*** Begin section ***

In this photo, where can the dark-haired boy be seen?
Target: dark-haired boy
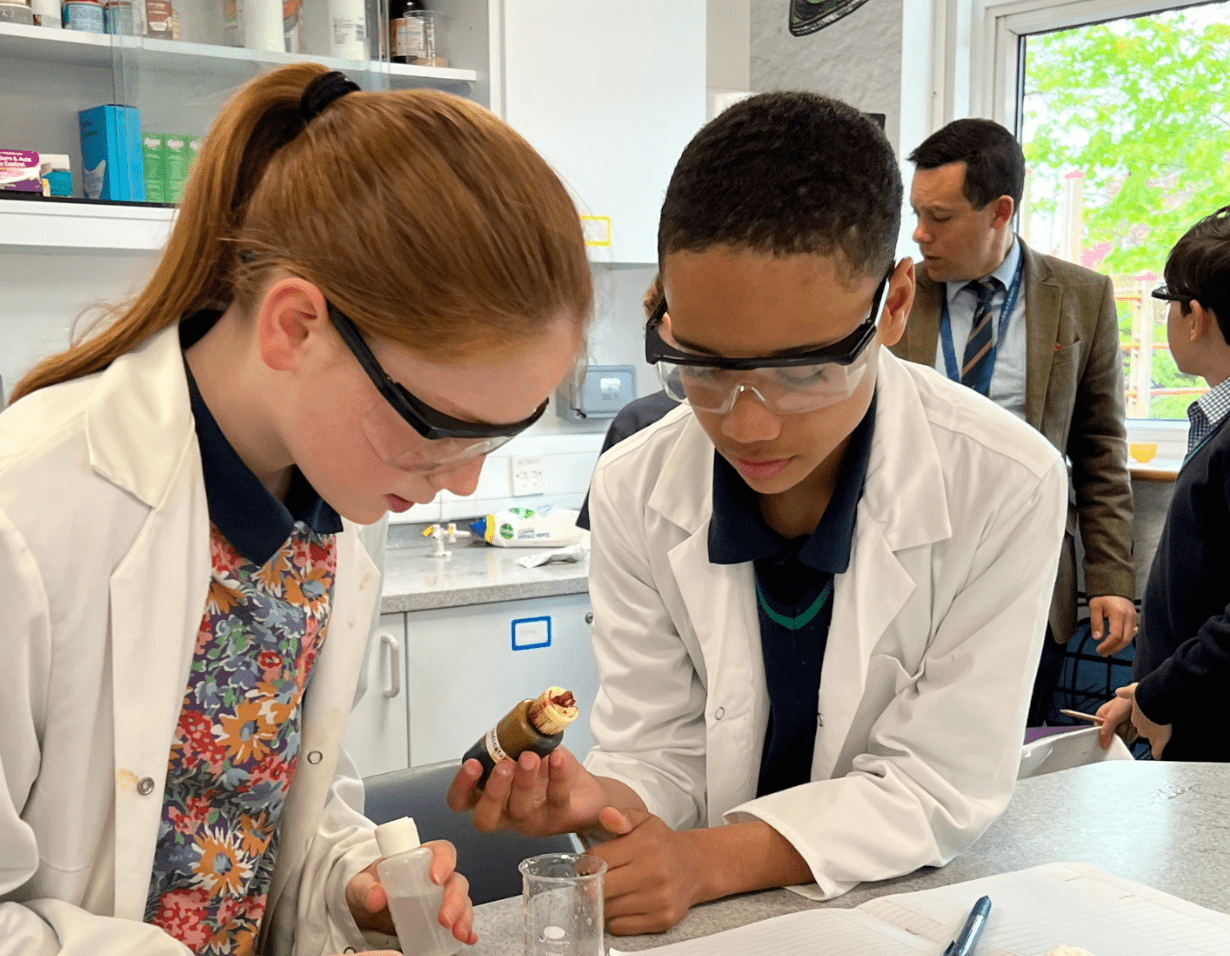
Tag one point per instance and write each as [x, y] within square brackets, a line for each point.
[821, 585]
[1182, 660]
[1038, 336]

*** End section ***

Your objective ::
Copy out the material above exactly; the images stay out.

Solution ::
In this photo, where can the dark-haired boy be seen?
Target: dark-haired boy
Tag one point per instance and write each as [x, y] within square brackets, a line for each point.
[821, 585]
[1182, 660]
[1038, 336]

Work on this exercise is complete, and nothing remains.